• Photo-based referring expression data:
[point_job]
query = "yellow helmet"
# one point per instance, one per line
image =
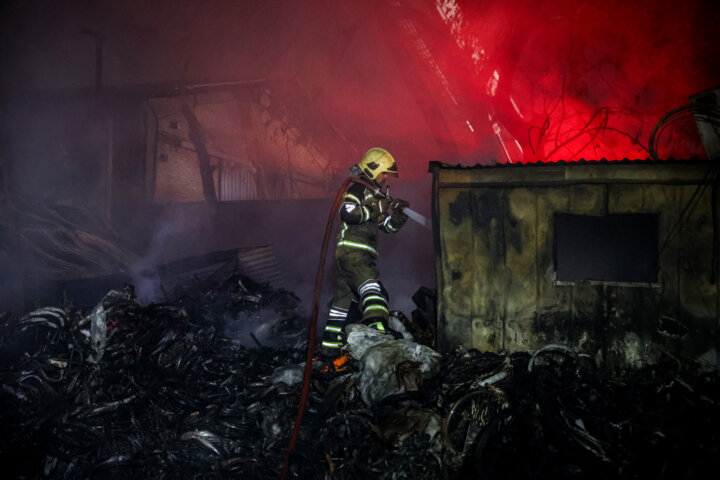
(377, 161)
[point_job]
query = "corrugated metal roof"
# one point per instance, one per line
(582, 161)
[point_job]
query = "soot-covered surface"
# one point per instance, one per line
(175, 390)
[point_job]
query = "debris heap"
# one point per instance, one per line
(208, 387)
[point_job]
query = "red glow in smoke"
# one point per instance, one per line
(569, 80)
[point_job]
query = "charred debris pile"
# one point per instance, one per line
(125, 390)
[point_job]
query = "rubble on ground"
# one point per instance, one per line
(208, 386)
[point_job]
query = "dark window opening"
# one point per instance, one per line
(608, 248)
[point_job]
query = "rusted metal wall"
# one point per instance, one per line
(497, 287)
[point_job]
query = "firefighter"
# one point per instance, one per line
(364, 211)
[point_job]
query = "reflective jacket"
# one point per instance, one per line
(361, 219)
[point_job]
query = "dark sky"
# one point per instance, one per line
(459, 81)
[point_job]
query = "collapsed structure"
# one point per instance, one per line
(126, 390)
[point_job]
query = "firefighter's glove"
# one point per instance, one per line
(398, 218)
(398, 204)
(383, 206)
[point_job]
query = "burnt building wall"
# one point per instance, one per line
(497, 252)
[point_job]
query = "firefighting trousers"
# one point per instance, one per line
(357, 280)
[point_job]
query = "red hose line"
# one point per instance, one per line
(313, 320)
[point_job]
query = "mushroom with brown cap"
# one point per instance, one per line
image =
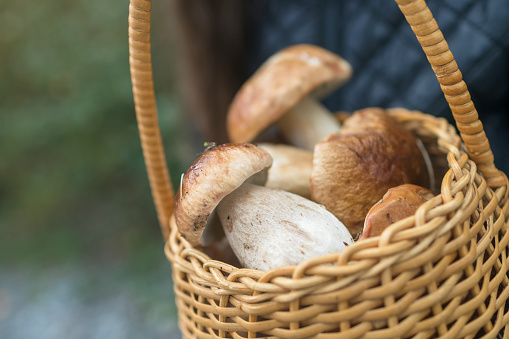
(353, 168)
(265, 227)
(285, 90)
(398, 203)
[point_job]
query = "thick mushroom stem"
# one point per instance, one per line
(308, 123)
(269, 228)
(291, 168)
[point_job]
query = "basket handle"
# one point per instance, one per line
(454, 88)
(429, 36)
(146, 111)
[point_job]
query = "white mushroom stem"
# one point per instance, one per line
(308, 123)
(291, 168)
(269, 228)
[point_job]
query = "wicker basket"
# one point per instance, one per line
(440, 273)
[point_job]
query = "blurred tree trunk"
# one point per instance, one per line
(210, 40)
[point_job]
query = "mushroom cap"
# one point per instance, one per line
(354, 168)
(398, 203)
(215, 174)
(279, 84)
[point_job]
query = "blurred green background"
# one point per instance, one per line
(81, 255)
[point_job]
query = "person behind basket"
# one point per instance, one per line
(222, 42)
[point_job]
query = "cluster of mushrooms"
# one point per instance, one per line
(333, 180)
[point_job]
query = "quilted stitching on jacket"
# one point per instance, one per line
(390, 67)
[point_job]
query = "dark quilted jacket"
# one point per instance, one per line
(390, 67)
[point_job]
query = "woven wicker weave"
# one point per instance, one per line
(439, 273)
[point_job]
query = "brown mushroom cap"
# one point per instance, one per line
(398, 203)
(353, 168)
(281, 82)
(215, 174)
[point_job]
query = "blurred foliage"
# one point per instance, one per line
(72, 174)
(73, 184)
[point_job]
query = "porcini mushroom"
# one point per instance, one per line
(290, 170)
(398, 203)
(353, 168)
(265, 227)
(285, 90)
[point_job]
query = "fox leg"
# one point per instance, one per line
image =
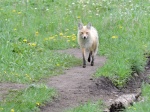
(83, 54)
(92, 62)
(89, 58)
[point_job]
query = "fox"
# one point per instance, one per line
(88, 40)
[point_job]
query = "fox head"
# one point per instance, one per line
(84, 30)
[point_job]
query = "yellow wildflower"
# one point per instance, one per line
(19, 12)
(12, 110)
(57, 64)
(37, 103)
(78, 17)
(45, 39)
(24, 40)
(51, 37)
(33, 44)
(145, 46)
(120, 26)
(114, 37)
(13, 10)
(15, 29)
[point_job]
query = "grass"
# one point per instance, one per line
(31, 31)
(28, 99)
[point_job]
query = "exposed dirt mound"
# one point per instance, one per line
(76, 86)
(6, 87)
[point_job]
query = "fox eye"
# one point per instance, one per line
(81, 33)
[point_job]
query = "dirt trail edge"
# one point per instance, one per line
(77, 86)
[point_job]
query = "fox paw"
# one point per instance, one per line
(89, 59)
(84, 66)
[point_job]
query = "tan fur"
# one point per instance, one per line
(88, 40)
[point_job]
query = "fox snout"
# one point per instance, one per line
(85, 37)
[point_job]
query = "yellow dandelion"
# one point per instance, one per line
(78, 17)
(37, 103)
(67, 30)
(73, 39)
(24, 40)
(114, 37)
(36, 33)
(13, 10)
(51, 37)
(145, 46)
(60, 34)
(45, 39)
(12, 110)
(120, 26)
(57, 64)
(29, 44)
(15, 29)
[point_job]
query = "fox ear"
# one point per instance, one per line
(89, 25)
(80, 26)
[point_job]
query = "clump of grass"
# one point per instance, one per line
(88, 107)
(142, 106)
(28, 99)
(28, 66)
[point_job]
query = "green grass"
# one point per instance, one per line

• THE TASK: Please print the records above once more, word for word, omitting all pictures.

• ANSWER:
[point_job]
query = "yellow helmet"
# one point per instance, one per line
image =
(377, 161)
[point_job]
query = "corrugated metal roof"
# one point per instance, one per line
(582, 161)
[point_job]
query = "soot-covered surface"
# one point per instance, one per line
(175, 390)
[point_job]
query = "debris heap"
# one point per instance, one per line
(208, 387)
[point_job]
query = "red glow in smoke"
# one point per instance, one per line
(569, 80)
[point_job]
query = "charred debris pile"
# one point per instance, one per line
(125, 390)
[point_job]
query = "rubble on ground"
# one point per instance, one per line
(208, 386)
[point_job]
query = "dark window opening"
# one point per instance, one per line
(608, 248)
[point_job]
query = "rusted metal wall"
# one point per instance, one per line
(497, 287)
[point_job]
query = "firefighter"
# one point per instance, one per line
(364, 211)
[point_job]
query = "reflective jacket"
# one point per instance, one per line
(361, 219)
[point_job]
query = "dark sky"
# one point per instance, one per line
(459, 81)
[point_job]
query = "collapsed structure"
# one point per instance, one per line
(126, 390)
[point_job]
query = "firefighter's glove"
# one point per instance, one per line
(398, 218)
(398, 204)
(383, 206)
[point_job]
query = "burnt building wall"
# one point per instance, one per line
(497, 252)
[point_job]
query = "firefighting trousers"
# one point per instance, one per line
(357, 280)
[point_job]
query = "red hose line"
# one point per instance, one per line
(313, 320)
[point_job]
query = "mushroom with brown cap"
# one point per instance, one per line
image =
(353, 168)
(265, 227)
(285, 90)
(398, 203)
[point_job]
query = "thick mushroom stem"
# one point per instance, one per line
(308, 123)
(269, 228)
(291, 168)
[point_job]
query = "basket handle"
# one point per instance, one per line
(454, 88)
(429, 36)
(146, 111)
[point_job]
query = "white mushroom stem"
# one point per instance, one per line
(308, 123)
(291, 168)
(269, 228)
[point_job]
query = "wicker basket"
# one point per instance, one per line
(440, 273)
[point_job]
query = "blurred tree trunk"
# one point per instance, one per line
(210, 40)
[point_job]
query = "mushroom cap"
# one point per instance, one per line
(354, 168)
(398, 203)
(215, 174)
(279, 84)
[point_job]
query = "blurred green background"
# one point per instance, one per line
(81, 255)
[point_job]
query = "person behind basket"
# one point per instance, one per line
(222, 42)
[point_job]
query = "cluster of mushrooms"
# one point per instance, one per line
(333, 180)
[point_job]
query = "quilted stitching on jacket"
# one point per instance, one per line
(390, 67)
[point_job]
query = "dark quilted jacket"
# one point per instance, one per line
(390, 67)
[point_job]
query = "woven wicker weave"
# one point per instance, one per line
(439, 273)
[point_job]
query = "brown mushroom cap"
# one point per instance, one per line
(398, 203)
(353, 168)
(281, 82)
(215, 174)
[point_job]
query = "blurred foliage"
# one point per instance, one per line
(72, 174)
(73, 184)
[point_job]
query = "porcini mushroom"
# one point per instance, one per line
(290, 170)
(398, 203)
(353, 168)
(265, 227)
(285, 90)
[point_job]
query = "fox leg"
# one point per instance, one per line
image =
(83, 54)
(92, 62)
(89, 58)
[point_job]
query = "fox"
# one point per instance, one per line
(88, 40)
[point_job]
query = "fox head"
# one point per instance, one per line
(84, 30)
[point_job]
query = "yellow wildflower"
# one point per instance, one per line
(19, 12)
(12, 110)
(57, 64)
(37, 103)
(78, 17)
(45, 39)
(24, 40)
(51, 37)
(33, 44)
(145, 46)
(120, 26)
(114, 37)
(13, 10)
(15, 29)
[point_job]
query = "grass"
# one point per instance, one per line
(31, 31)
(28, 99)
[point_job]
query = "exposed dirt mound"
# one point per instance, one per line
(76, 86)
(6, 87)
[point_job]
query = "fox eye"
# one point per instance, one per line
(81, 33)
[point_job]
query = "dirt trail edge"
# one point per instance, one per line
(77, 86)
[point_job]
query = "fox paw"
# one point per instance, one per line
(89, 59)
(84, 66)
[point_job]
query = "tan fur"
# one point per instance, one per line
(88, 40)
[point_job]
query = "fox snout"
# one point per instance, one per line
(85, 37)
[point_job]
query = "yellow dandelion"
# one point per instance, one per line
(78, 17)
(37, 103)
(67, 30)
(73, 39)
(24, 40)
(114, 37)
(36, 33)
(13, 10)
(51, 37)
(145, 46)
(60, 34)
(45, 39)
(12, 110)
(120, 26)
(57, 64)
(29, 44)
(15, 29)
[point_job]
query = "fox ear"
# one point per instance, one per line
(89, 25)
(80, 26)
[point_job]
query = "clump of grass"
# one point per instance, one per line
(88, 107)
(142, 106)
(28, 99)
(28, 66)
[point_job]
query = "green grass"
# one point per instance, one per line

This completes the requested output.